Exercise brief
Copy the data below verbatim, starting at the line containing "battlement has been boxed. Return all bounding boxes." and ending at the line containing "[328,327,341,344]", with both of those lines included.

Provided data

------------

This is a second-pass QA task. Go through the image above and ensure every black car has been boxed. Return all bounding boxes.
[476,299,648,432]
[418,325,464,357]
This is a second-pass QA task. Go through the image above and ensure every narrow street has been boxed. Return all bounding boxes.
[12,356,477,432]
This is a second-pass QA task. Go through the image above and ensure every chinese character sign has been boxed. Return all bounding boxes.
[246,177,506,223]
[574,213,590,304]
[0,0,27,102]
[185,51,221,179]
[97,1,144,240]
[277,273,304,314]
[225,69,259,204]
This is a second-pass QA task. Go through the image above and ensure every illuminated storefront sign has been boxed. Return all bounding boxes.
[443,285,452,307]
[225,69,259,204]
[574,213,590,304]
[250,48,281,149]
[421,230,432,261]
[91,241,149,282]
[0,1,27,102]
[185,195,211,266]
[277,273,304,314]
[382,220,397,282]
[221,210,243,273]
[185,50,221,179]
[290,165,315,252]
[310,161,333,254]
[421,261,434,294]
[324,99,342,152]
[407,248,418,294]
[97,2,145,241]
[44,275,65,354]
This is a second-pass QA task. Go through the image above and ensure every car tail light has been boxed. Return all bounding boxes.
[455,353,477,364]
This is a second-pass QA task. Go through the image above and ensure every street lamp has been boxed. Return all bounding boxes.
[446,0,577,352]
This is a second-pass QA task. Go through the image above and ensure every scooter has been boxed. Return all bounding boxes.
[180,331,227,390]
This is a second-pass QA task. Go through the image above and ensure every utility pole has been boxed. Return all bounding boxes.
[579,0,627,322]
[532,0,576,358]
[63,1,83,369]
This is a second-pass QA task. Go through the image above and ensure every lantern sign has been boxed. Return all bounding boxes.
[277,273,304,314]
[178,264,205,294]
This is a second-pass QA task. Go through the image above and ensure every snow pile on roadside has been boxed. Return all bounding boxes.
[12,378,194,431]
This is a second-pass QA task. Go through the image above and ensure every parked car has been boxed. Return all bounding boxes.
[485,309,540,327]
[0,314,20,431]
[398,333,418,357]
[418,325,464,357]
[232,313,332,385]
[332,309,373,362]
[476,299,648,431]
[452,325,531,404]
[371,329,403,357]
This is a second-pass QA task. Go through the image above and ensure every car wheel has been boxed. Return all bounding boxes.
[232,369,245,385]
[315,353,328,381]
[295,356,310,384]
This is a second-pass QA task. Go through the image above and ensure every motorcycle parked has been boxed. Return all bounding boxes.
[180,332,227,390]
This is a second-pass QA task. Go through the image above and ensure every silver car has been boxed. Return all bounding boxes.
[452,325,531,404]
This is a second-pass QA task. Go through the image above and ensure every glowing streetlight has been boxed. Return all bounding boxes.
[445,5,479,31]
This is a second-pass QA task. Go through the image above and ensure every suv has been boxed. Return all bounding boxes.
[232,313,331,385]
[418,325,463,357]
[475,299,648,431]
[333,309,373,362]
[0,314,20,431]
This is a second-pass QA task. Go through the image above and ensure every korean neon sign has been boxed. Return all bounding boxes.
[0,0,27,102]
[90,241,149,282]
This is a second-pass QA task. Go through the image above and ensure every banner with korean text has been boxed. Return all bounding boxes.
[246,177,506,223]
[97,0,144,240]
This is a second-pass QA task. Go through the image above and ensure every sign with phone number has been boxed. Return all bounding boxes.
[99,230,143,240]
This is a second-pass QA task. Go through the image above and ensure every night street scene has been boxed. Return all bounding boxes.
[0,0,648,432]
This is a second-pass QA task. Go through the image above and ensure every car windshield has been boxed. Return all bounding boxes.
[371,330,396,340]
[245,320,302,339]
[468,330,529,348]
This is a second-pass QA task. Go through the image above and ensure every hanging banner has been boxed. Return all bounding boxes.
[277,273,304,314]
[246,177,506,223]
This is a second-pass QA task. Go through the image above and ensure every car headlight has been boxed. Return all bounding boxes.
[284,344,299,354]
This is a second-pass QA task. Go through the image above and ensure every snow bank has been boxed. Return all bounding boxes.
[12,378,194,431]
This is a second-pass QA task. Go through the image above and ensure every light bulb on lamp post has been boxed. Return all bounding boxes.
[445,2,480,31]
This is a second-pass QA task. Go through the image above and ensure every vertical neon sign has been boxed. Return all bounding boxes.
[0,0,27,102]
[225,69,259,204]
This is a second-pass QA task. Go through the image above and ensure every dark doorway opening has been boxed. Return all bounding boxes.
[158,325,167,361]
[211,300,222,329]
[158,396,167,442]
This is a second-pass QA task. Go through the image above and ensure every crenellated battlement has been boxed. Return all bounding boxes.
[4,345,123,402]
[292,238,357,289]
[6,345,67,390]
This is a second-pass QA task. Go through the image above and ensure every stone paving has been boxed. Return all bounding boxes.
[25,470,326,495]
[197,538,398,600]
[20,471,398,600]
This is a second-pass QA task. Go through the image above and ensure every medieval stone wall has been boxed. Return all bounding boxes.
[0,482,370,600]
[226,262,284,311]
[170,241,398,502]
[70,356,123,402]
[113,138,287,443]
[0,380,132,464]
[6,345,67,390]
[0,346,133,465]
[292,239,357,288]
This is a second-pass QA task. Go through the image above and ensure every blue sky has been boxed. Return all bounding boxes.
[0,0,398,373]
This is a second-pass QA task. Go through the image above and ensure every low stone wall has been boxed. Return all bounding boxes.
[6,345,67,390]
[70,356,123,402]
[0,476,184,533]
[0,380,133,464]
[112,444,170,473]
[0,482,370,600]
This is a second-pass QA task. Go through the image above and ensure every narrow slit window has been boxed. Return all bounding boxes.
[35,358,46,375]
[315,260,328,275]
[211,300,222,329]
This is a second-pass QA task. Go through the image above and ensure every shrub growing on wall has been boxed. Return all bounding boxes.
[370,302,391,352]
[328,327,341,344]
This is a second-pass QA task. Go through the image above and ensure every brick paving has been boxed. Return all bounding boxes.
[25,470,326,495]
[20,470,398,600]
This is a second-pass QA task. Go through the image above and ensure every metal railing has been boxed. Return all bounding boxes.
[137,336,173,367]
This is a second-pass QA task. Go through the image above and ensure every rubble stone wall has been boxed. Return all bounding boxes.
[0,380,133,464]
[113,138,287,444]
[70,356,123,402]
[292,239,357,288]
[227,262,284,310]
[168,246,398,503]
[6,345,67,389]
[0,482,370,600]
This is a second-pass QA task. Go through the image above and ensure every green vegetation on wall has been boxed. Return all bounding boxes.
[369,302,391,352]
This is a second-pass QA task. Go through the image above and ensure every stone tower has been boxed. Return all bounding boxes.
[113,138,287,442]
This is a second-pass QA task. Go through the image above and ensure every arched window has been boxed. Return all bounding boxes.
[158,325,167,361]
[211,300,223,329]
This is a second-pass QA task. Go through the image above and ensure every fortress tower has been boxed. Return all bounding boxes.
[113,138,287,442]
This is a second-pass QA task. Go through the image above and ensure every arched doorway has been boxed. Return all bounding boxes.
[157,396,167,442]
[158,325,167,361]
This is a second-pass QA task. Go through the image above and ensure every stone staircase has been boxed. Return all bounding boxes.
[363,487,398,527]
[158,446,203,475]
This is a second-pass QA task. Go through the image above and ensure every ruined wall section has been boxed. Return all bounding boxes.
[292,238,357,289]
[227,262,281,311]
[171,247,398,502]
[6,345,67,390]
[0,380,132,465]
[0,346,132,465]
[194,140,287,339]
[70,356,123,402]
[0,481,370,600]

------------

Solved problem
This is a second-pass QA task. Go through the image above and ensure every crenellated battlement has been boxed. Return all bounding boxes.
[4,345,123,402]
[292,238,357,289]
[6,345,67,390]
This is a second-pass QA task. Go through the image above and ensure every stone paving has been boxed. Return all bounding boxes.
[25,470,326,495]
[197,538,398,600]
[20,471,398,600]
This is a second-pass QA task. Go through the image above and ensure every medieval stone wall has been boxed. Return all bounding boxes.
[0,482,370,600]
[226,262,284,311]
[170,241,398,502]
[70,356,123,402]
[113,138,287,443]
[0,380,132,464]
[6,345,67,390]
[0,346,133,465]
[292,239,357,288]
This is a second-pass QA task. Go through the image above and ensure every blue sky has been boxed. Return all bounding boxes.
[0,0,398,373]
This is a second-pass QA task. Go through the image above and ensure every low stone wall has been boxed. Return all bounding boxes.
[6,345,67,390]
[70,356,123,402]
[0,476,184,533]
[0,380,133,464]
[112,444,170,473]
[0,482,370,600]
This is a second-pass QA task. Go through the image above and ensure every narrow slit window has been boxed. Return all bounding boxes.
[35,358,46,375]
[315,260,328,275]
[211,300,222,329]
This is a second-pass QA task. Go through the image above and ensure every shrub growing on wall has been boxed. Return all bounding boxes.
[370,302,391,352]
[328,327,341,344]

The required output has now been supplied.